# WHAT TO PRODUCE:
Print every entry exactly as it appears, but skip the pictures.

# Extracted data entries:
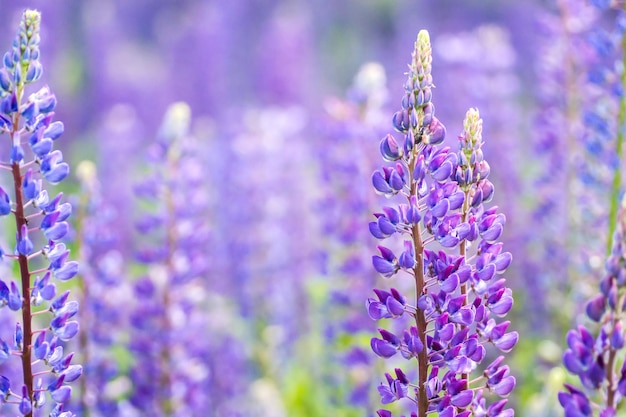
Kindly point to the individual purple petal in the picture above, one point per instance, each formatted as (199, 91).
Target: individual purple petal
(5, 203)
(507, 342)
(595, 307)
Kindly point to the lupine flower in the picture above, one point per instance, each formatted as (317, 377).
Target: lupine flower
(28, 122)
(594, 357)
(342, 207)
(460, 296)
(102, 294)
(170, 374)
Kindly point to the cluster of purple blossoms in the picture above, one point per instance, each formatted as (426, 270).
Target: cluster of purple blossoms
(461, 296)
(47, 317)
(170, 372)
(597, 361)
(102, 293)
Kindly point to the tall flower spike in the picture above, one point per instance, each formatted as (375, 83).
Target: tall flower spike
(41, 225)
(595, 360)
(458, 305)
(171, 373)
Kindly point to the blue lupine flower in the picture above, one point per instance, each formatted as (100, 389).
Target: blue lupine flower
(456, 300)
(25, 117)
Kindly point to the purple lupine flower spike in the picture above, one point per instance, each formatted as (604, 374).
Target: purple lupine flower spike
(595, 359)
(171, 372)
(460, 296)
(40, 223)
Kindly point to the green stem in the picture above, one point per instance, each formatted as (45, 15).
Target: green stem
(619, 146)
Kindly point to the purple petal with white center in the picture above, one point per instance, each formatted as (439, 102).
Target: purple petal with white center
(505, 386)
(507, 342)
(463, 398)
(595, 307)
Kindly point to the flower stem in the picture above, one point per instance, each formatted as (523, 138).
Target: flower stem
(420, 319)
(619, 146)
(20, 220)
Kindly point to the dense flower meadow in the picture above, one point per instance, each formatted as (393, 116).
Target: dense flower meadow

# TASK RESULT:
Kindly point to the individual purple petal in the picture above, one point per instance, each formatted as (199, 91).
Target: individual purple petal
(5, 203)
(507, 342)
(595, 307)
Kindly point to the lupine flower in the picture above, one point per instance, each formatted as (317, 377).
Target: lupine flower
(28, 122)
(594, 357)
(342, 207)
(460, 296)
(102, 294)
(170, 374)
Kindly point to the cluster of purple blossoms in the picture above, one point per instance, each formatted as (426, 270).
Target: cluster of purple blossoms
(461, 296)
(47, 317)
(170, 372)
(597, 361)
(102, 293)
Kindly point to the tall flower spike in the picture above, one point per instance, each formatted as (375, 83).
Target: tall flower spike
(41, 225)
(595, 360)
(458, 305)
(171, 373)
Kindly point to the blue lupine flower in the picture above, one point per instance, each formatted as (100, 389).
Target: blue lupine flower
(456, 300)
(25, 117)
Kindly point to the purple lupine flower spike in the picture above, one point per instance, each formatted as (604, 374).
Target: purple lupine flower spike
(595, 359)
(171, 372)
(460, 296)
(40, 223)
Kindly point to the green stem in the picture above, one point per instance, each formatted as (45, 15).
Target: green stem
(619, 146)
Kindly point to the purple petal with white center in the picture above, one point per instance, each formatted as (439, 102).
Target: purple petal with white center
(505, 386)
(507, 342)
(463, 398)
(595, 307)
Kindly point to the flower stem in the picture above, one point per instance, each formatted as (523, 138).
Target: flower stem
(420, 319)
(619, 146)
(20, 220)
Kindly point to the dense flower meadow in the picture above, one point per instance, each formatted as (393, 116).
Target: dense flower meadow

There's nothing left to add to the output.